> SUPPLIED RECORDS
-=-=-=-=-
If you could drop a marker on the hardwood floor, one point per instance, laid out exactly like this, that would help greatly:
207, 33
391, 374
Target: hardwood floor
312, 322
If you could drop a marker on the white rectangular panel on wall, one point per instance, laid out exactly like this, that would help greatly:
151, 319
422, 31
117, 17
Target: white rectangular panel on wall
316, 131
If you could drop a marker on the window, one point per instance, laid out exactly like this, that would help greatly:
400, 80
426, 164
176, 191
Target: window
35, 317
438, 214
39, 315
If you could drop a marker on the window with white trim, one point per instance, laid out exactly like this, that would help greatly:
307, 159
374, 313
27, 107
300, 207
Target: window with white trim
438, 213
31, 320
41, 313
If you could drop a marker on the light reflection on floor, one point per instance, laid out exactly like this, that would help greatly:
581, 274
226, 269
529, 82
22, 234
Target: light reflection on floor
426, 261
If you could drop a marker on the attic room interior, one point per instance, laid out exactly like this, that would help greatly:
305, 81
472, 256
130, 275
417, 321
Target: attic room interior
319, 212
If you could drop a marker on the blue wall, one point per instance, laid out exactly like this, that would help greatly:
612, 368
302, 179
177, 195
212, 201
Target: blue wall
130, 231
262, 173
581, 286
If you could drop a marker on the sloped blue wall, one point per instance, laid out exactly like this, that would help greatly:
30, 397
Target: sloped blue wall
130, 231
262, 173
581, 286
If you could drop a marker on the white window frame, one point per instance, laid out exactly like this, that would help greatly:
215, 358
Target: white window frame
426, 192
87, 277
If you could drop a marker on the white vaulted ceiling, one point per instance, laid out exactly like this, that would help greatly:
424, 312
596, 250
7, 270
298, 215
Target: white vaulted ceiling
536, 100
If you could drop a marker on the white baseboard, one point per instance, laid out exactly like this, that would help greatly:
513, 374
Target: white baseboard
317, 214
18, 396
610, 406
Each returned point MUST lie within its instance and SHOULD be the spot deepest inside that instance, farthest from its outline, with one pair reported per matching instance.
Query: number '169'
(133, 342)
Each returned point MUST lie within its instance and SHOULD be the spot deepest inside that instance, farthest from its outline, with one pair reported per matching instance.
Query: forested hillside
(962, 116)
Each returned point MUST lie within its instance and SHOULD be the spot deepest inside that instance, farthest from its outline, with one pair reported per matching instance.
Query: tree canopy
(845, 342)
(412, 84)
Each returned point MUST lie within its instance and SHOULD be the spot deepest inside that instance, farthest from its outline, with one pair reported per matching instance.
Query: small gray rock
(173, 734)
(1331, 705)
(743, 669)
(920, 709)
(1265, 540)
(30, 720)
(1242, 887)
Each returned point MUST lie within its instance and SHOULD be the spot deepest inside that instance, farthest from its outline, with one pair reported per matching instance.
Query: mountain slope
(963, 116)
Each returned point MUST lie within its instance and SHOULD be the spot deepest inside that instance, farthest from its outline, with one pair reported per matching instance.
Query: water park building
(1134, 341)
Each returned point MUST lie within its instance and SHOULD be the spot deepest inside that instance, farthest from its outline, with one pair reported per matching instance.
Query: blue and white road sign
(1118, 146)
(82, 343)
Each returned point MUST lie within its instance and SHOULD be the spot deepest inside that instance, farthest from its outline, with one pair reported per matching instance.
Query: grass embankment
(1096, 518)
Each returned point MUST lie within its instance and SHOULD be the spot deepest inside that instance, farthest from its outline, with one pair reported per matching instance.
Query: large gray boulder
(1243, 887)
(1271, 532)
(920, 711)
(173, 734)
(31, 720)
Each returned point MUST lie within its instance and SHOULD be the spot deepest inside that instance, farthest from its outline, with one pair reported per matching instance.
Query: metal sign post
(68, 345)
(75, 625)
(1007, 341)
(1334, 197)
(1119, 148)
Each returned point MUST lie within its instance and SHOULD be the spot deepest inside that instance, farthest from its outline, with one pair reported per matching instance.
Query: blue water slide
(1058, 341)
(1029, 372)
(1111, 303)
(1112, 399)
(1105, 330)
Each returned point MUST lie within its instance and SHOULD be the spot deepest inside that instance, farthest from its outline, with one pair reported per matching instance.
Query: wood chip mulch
-=-=-=-=-
> GIVEN PROBLEM
Recopy the entries above in their entirety, exactly.

> EXERCISE RESULT
If you could drop a marker on the hardwood floor, one point per instance, laid out exactly like this, that would help greatly:
207, 33
391, 374
Target: hardwood floor
312, 322
If you could drop a marker on the white rectangular panel on wall, one point per instance, laid out exactly like this, that would help greatly:
151, 319
422, 31
117, 17
Target: white rectangular panel on wall
316, 131
If you could drop a marker on the window, one point per instance, laid out exactly like this, that would help greatly:
400, 80
426, 164
176, 191
Target: window
35, 317
438, 214
39, 315
If you could drop a marker on the window with white trim, one point per instance, laid out exactly like this, that would help greatly:
307, 159
374, 313
27, 107
300, 207
Target: window with white trim
438, 213
31, 320
41, 313
If you could drop a marker on the light reflection on floor, one point per instance, laid out exactly like this, that would help greatly:
581, 274
226, 269
529, 82
22, 234
Target: light reflection on floor
426, 261
If you could drop a marker on the attic room interior, one point per instance, laid out exactly like this, that would help greatly:
305, 81
472, 256
130, 275
417, 321
Target: attic room interior
319, 212
If you could drop a marker on the blue wall, one point per instance, laid out exactly like this, that would help greatly:
612, 368
302, 179
177, 195
212, 201
Target: blue wall
130, 231
262, 173
581, 286
If you could drop a marker on the sloped blue wall, one point per instance, laid out exactly like this, that would help greatly:
30, 397
Target: sloped blue wall
130, 231
262, 173
581, 286
If you could drop a marker on the white window frame, one point per instance, laid out exactly like this, that would help greatly:
215, 358
Target: white window frame
426, 192
87, 277
If you could drop a marker on the white vaulted ceiling, one point per instance, laid out exactly like this, that would help greatly:
424, 312
596, 250
7, 270
298, 215
Target: white vaulted ceiling
536, 100
If you could drop a marker on the white baseboard, one point per instance, laid out exactly like this, that would help greatly:
513, 374
Target: white baseboard
317, 214
18, 396
610, 406
Each returned point MUST lie within its instance and SHOULD be the spot deepest inside that instance, farthest from its outline, with one pair reported per matching instance.
Query: number '169'
(133, 342)
Each returned point MUST lie within its instance and SHOULD be the spot deepest inside that instance, farthest from its outline, with one pair reported per matching instance.
Query: forested hillside
(962, 116)
Each returned point MUST lie within its instance and SHOULD be the spot deepest inside that instance, farthest from its outline, with one pair reported per matching instance.
Query: tree canopy
(845, 342)
(412, 84)
Each returned point MUST lie within its instance and SHOULD be the spot deepest inside that instance, farthest from its outline, with one pair reported per matching instance.
Query: small gray rock
(173, 734)
(1331, 705)
(743, 669)
(920, 709)
(1265, 540)
(30, 720)
(1242, 887)
Each returned point MUST lie within its instance and SHOULD be the spot deepest inside that instance, farthest from its outline, with one pair reported per matching instance.
Query: mountain slope
(963, 116)
Each returned point MUST lie within its instance and SHOULD be the spot deepest inside that instance, farthest from its outline, with one pair reported per matching instance.
Query: water park building
(1134, 341)
Each returned point MUST lie within its instance and SHOULD be the spot deepest inside that instance, farthest from its outline, with one pair reported per matching instance.
Query: blue and white road sign
(1118, 146)
(82, 343)
Each returned point MUST lie within its instance and SHOULD be the spot deepest inside that instance, farthest from its outline, with one pair reported per matching instance.
Query: grass embankment
(1096, 518)
Each returned point MUST lie within its instance and SHOULD be the spot deepest inside that instance, farthest from its outline, with one pair reported per matching instance.
Query: large gray boulder
(1243, 887)
(1271, 532)
(920, 711)
(173, 734)
(31, 720)
Each returned point MUST lie within its instance and SHOULD be the spot deepest inside that instance, farthest from its outline, with one pair reported per matching instance.
Query: metal sign post
(68, 345)
(75, 625)
(1007, 341)
(1334, 197)
(1119, 148)
Each returned point MUST lie within its instance and SHOULD be the spot deepest inside that instance, farthest from its outline, with one pair reported per matching instance.
Query: blue water slide
(1058, 341)
(1029, 372)
(1111, 303)
(1112, 399)
(1105, 330)
Each returned point MUST lie within its instance and SHOULD be the spot deepest inside that instance, farthest from its outline, with one pair reported per matching instance.
Query: wood chip mulch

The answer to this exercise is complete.